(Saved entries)
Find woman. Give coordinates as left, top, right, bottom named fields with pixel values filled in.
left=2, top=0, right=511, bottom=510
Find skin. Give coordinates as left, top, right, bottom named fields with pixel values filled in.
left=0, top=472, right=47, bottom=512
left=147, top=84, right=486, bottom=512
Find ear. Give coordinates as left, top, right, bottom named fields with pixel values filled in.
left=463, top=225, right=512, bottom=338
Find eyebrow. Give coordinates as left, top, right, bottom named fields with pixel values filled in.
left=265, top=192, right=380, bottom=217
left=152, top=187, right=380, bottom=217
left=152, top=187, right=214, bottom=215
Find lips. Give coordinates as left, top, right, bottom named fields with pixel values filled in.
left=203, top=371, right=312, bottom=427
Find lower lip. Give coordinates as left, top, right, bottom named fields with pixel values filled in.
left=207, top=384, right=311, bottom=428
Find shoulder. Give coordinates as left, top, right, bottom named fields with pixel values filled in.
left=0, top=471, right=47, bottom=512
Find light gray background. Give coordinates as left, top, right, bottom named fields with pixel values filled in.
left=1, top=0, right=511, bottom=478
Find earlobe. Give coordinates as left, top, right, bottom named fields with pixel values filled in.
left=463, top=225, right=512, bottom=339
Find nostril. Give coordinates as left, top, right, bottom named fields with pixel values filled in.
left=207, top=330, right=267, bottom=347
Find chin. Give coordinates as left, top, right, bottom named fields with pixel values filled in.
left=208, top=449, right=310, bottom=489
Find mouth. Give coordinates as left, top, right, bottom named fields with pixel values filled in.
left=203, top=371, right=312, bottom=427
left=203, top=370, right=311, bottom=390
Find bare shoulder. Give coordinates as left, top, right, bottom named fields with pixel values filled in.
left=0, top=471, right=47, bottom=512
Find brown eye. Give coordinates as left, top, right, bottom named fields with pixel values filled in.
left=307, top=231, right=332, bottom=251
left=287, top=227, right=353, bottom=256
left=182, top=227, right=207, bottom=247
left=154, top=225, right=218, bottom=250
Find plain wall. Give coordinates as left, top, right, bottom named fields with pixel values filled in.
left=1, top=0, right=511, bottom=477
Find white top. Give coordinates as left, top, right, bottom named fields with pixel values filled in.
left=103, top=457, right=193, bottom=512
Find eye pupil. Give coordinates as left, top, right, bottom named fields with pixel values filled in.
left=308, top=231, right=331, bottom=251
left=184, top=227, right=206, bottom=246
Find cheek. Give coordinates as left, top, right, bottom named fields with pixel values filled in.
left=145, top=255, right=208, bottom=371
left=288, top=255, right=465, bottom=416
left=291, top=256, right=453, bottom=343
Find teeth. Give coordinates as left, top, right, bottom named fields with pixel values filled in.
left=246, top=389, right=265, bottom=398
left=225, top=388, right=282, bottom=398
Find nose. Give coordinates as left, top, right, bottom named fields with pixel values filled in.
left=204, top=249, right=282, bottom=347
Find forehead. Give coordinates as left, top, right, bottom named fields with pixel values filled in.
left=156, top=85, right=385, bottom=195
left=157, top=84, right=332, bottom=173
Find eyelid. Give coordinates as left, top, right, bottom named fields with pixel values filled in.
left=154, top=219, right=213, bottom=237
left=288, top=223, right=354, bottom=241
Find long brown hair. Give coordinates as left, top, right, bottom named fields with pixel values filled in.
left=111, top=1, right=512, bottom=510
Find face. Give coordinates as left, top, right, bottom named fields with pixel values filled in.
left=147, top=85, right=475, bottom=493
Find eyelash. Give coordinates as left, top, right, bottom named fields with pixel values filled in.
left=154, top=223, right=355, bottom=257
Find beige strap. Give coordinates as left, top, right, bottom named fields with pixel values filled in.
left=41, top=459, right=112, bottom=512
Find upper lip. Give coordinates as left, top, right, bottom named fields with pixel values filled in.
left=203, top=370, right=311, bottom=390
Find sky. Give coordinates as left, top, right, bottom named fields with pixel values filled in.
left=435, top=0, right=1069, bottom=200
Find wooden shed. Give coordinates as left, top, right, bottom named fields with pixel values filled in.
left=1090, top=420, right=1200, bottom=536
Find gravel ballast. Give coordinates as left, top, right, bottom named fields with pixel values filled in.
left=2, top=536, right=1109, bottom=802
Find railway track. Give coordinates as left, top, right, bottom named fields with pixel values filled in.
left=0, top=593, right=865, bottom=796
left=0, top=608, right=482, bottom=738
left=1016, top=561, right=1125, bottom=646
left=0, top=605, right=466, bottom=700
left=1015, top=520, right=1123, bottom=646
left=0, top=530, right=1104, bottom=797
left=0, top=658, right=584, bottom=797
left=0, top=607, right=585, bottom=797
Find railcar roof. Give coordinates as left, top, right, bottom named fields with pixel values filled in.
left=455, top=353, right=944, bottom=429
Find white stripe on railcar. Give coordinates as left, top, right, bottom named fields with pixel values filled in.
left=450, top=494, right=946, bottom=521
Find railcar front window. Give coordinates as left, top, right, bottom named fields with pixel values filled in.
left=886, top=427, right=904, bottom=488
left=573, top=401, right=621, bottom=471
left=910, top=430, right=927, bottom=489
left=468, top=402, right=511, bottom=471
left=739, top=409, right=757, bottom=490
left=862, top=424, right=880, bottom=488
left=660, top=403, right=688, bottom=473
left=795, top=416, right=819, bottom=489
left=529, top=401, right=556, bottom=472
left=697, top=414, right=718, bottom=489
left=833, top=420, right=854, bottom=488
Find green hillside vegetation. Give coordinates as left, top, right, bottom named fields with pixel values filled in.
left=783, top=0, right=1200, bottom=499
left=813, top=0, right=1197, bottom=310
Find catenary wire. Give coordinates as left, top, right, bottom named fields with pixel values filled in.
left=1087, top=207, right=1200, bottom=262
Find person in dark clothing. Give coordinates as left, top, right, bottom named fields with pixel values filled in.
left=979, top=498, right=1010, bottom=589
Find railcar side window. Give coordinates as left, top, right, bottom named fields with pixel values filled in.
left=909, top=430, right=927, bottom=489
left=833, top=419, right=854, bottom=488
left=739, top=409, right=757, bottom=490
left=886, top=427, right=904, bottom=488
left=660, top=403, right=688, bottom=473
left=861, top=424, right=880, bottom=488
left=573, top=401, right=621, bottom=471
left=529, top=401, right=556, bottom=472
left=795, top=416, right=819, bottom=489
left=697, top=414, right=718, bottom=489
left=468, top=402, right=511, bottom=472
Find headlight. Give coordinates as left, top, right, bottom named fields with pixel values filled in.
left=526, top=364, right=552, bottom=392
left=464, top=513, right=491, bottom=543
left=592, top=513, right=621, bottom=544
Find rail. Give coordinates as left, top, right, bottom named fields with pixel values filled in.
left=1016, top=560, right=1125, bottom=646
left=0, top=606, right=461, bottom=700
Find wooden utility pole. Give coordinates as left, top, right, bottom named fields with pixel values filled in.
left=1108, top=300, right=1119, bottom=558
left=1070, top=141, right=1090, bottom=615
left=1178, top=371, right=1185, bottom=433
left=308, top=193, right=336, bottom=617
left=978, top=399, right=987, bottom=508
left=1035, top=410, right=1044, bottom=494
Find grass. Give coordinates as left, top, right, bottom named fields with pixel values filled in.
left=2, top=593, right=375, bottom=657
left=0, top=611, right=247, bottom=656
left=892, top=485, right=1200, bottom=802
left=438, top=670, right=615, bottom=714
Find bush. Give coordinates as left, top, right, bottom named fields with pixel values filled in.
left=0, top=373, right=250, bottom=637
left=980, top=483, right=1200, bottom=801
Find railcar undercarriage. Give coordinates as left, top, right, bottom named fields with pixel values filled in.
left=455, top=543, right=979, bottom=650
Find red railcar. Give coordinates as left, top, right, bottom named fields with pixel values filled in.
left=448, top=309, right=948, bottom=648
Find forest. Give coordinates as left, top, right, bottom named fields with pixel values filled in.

_Work task_
Copy all of the data. Keep every word exactly as it is.

_Response below_
Find woman. Give coordinates as left, top, right, bottom named fields with pixel values filled in.
left=2, top=0, right=511, bottom=510
Find skin. Give coordinates as left, top, right, bottom named fields with pixel values filled in.
left=0, top=472, right=47, bottom=512
left=147, top=84, right=486, bottom=512
Find ear. Give coordinates as left, top, right, bottom named fields with pixel values filled in.
left=463, top=225, right=512, bottom=338
Find eyebrow. Give coordinates as left, top, right, bottom named fields with pixel values filled in.
left=265, top=192, right=380, bottom=217
left=152, top=187, right=380, bottom=217
left=152, top=187, right=214, bottom=215
Find lips. Give coordinates as left, top, right, bottom named fields with pixel values filled in.
left=203, top=371, right=312, bottom=427
Find lower lip. Give coordinates as left, top, right, bottom named fields with pixel values filled in.
left=207, top=384, right=311, bottom=428
Find shoulder. Give coordinates as left, top, right, bottom named fields with pixel values filled in.
left=0, top=471, right=47, bottom=512
Find light gray background. Give coordinates as left, top, right, bottom named fields with pixel values filled in.
left=1, top=0, right=511, bottom=478
Find earlobe. Give coordinates as left, top, right, bottom named fields with pixel values filled in.
left=463, top=225, right=512, bottom=339
Find nostril. Give coordinates as left, top, right, bottom named fields with pixel values filled in.
left=207, top=330, right=267, bottom=347
Find chin. Give coordinates as left, top, right, bottom named fields with pixel values filled in.
left=208, top=449, right=310, bottom=489
Find mouth. Give coordinates as left, top, right, bottom named fields with pixel values filled in.
left=203, top=371, right=312, bottom=427
left=203, top=370, right=311, bottom=390
Find bare shoulder. Give coordinates as left, top, right, bottom named fields with pixel values filled in.
left=0, top=471, right=47, bottom=512
Find brown eye. Give coordinates as left, top, right, bottom named fields with pixel values filled in.
left=307, top=231, right=332, bottom=251
left=287, top=227, right=353, bottom=256
left=182, top=227, right=207, bottom=247
left=154, top=225, right=218, bottom=250
Find plain wall. Give coordinates as left, top, right, bottom named fields with pixel values filled in.
left=1, top=0, right=511, bottom=477
Find white top. Give coordinates as left, top, right, bottom named fields with pixel values filled in.
left=103, top=457, right=193, bottom=512
Find eye pupil. Give coordinates as left, top, right, bottom named fields with pixel values filled in.
left=308, top=231, right=331, bottom=251
left=184, top=227, right=206, bottom=246
Find cheek. Give coordinates as left, top, right, bottom named fields with pixel values filled in.
left=145, top=255, right=208, bottom=371
left=288, top=255, right=465, bottom=416
left=291, top=256, right=453, bottom=343
Find teeth. Give coordinates as left, top, right, bottom named fields with pixel values filled in.
left=246, top=389, right=265, bottom=398
left=225, top=388, right=282, bottom=398
Find nose. Give coordinates as left, top, right, bottom named fields with pixel values filled in.
left=204, top=249, right=282, bottom=347
Find forehead. Give coordinates as left, top, right, bottom named fields with pixel values filled in.
left=156, top=85, right=385, bottom=195
left=157, top=84, right=332, bottom=173
Find eyelid. Give coordinates as left, top, right, bottom named fields with pixel values filled in.
left=154, top=219, right=213, bottom=237
left=288, top=223, right=354, bottom=241
Find long brown hair. Give coordinates as left, top, right, bottom named fields with pixel values filled in.
left=111, top=1, right=512, bottom=510
Find face. Give coordinates as left, top, right, bottom named fields with pixel values filled in.
left=147, top=85, right=475, bottom=493
Find eyelash. Give coordinates as left, top, right, bottom named fields with pixel values filled in.
left=154, top=223, right=355, bottom=257
Find beige strap. Give coordinates as left, top, right, bottom named fields with pixel values filled in.
left=41, top=459, right=112, bottom=512
Find upper lip. Give coordinates as left, top, right, bottom named fields with pixel values filled in.
left=203, top=370, right=311, bottom=390
Find sky. Give coordinates as left, top, right, bottom named fields with pixel values filled in.
left=435, top=0, right=1069, bottom=200
Find wooden shed. Give coordinates as left, top, right, bottom named fields with pixel values filled in.
left=1090, top=420, right=1200, bottom=536
Find gravel ballast. Give coordinates as left, top, right, bottom named fields with pixel values filled in.
left=2, top=536, right=1109, bottom=802
Find railway track. Give coordinates as left, top, right, bottom named fields with pixel values filled in.
left=0, top=593, right=865, bottom=796
left=0, top=608, right=482, bottom=738
left=1016, top=561, right=1125, bottom=646
left=0, top=605, right=466, bottom=700
left=1015, top=520, right=1123, bottom=646
left=0, top=530, right=1104, bottom=797
left=0, top=658, right=584, bottom=797
left=0, top=607, right=585, bottom=797
Find railcar roof. Give coordinates as left, top, right, bottom named fields with pixel values filled in.
left=455, top=353, right=944, bottom=429
Find white stripe on railcar. Give coordinates as left, top, right, bottom named fields with pixel values filled in.
left=450, top=494, right=946, bottom=521
Find railcar front window. Give coordinates as left, top, right, bottom named fields with pixel values filled in.
left=886, top=427, right=904, bottom=488
left=573, top=401, right=621, bottom=471
left=910, top=430, right=927, bottom=489
left=468, top=402, right=511, bottom=471
left=739, top=409, right=757, bottom=490
left=862, top=424, right=880, bottom=488
left=660, top=403, right=688, bottom=473
left=795, top=416, right=819, bottom=489
left=529, top=401, right=556, bottom=472
left=697, top=414, right=718, bottom=489
left=833, top=420, right=854, bottom=488
Find green hillside vegetation. Give coordinates as left, top, right, bottom named fields with pixel values filled in.
left=783, top=0, right=1200, bottom=499
left=813, top=0, right=1197, bottom=310
Find catenary wire. Give coordinates as left, top, right, bottom named fields with pixel values filled in.
left=1087, top=207, right=1200, bottom=262
Find person in dark clothing. Give coordinates as left, top, right, bottom named fields with pixel values filled in.
left=979, top=498, right=1010, bottom=589
Find railcar side window. Give coordinates as left, top, right, bottom named fields with pixel values filled in.
left=909, top=430, right=927, bottom=489
left=833, top=419, right=854, bottom=488
left=739, top=409, right=757, bottom=490
left=886, top=427, right=904, bottom=488
left=660, top=403, right=688, bottom=473
left=861, top=424, right=880, bottom=488
left=573, top=401, right=621, bottom=471
left=529, top=401, right=556, bottom=472
left=795, top=416, right=819, bottom=489
left=697, top=414, right=718, bottom=489
left=468, top=402, right=511, bottom=472
Find headlight. Give coordinates as left, top, right, bottom named fields with pixel values filled in.
left=526, top=364, right=552, bottom=392
left=464, top=513, right=491, bottom=543
left=592, top=513, right=621, bottom=544
Find rail. Give coordinates as left, top, right, bottom named fields with pixel values filled in.
left=1016, top=560, right=1125, bottom=646
left=0, top=606, right=461, bottom=700
Find wooden utility pole. Give coordinates as left, top, right, bottom named fields with pixel values filled in.
left=1108, top=300, right=1119, bottom=558
left=1070, top=141, right=1090, bottom=615
left=1178, top=371, right=1185, bottom=433
left=308, top=193, right=336, bottom=617
left=978, top=399, right=987, bottom=508
left=1035, top=410, right=1044, bottom=494
Find grass. Give coordinates as left, top, right, bottom named fields with pixel values filled in.
left=2, top=593, right=375, bottom=657
left=0, top=611, right=247, bottom=656
left=892, top=485, right=1200, bottom=802
left=438, top=670, right=615, bottom=714
Find bush. Give coordinates as left, top, right, bottom named fields with pixel values filled in.
left=0, top=373, right=250, bottom=637
left=980, top=483, right=1200, bottom=801
Find railcar undercarriage. Give coordinates as left, top, right, bottom named fields with pixel values filled in.
left=455, top=543, right=979, bottom=650
Find red railcar. Give coordinates as left, top, right, bottom named fields with pixel values filled in.
left=448, top=309, right=948, bottom=648
Find forest. Give coordinates as left, top, right, bottom named fields with pixel values filled in.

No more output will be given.